■ The exercise ■
Scale the items below by writing out every line again, requests included, with each x and y coordinate in the answers multiplied by 0.3 and rounded to the nearest whole number, halves rounding up. Leave the requests and their format samples unchanged.

..........

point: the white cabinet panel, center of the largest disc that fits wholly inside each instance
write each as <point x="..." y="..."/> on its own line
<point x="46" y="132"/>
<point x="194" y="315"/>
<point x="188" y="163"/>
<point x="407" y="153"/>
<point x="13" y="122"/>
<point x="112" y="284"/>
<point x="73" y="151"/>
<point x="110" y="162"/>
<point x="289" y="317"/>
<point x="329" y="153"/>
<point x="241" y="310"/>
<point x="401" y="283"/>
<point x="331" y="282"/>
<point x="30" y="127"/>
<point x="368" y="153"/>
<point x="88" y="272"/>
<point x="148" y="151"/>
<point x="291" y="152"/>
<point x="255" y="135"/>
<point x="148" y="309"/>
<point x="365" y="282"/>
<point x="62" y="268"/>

..........

■ Answer ■
point: the white cabinet panel, center of the largest disc that fits wholly inside each instance
write each as <point x="..." y="..."/> on its own line
<point x="14" y="40"/>
<point x="58" y="95"/>
<point x="56" y="49"/>
<point x="122" y="46"/>
<point x="4" y="37"/>
<point x="34" y="85"/>
<point x="22" y="45"/>
<point x="33" y="49"/>
<point x="87" y="95"/>
<point x="99" y="46"/>
<point x="72" y="93"/>
<point x="120" y="85"/>
<point x="99" y="85"/>
<point x="9" y="38"/>
<point x="110" y="46"/>
<point x="26" y="82"/>
<point x="44" y="45"/>
<point x="87" y="46"/>
<point x="77" y="41"/>
<point x="44" y="93"/>
<point x="110" y="85"/>
<point x="19" y="80"/>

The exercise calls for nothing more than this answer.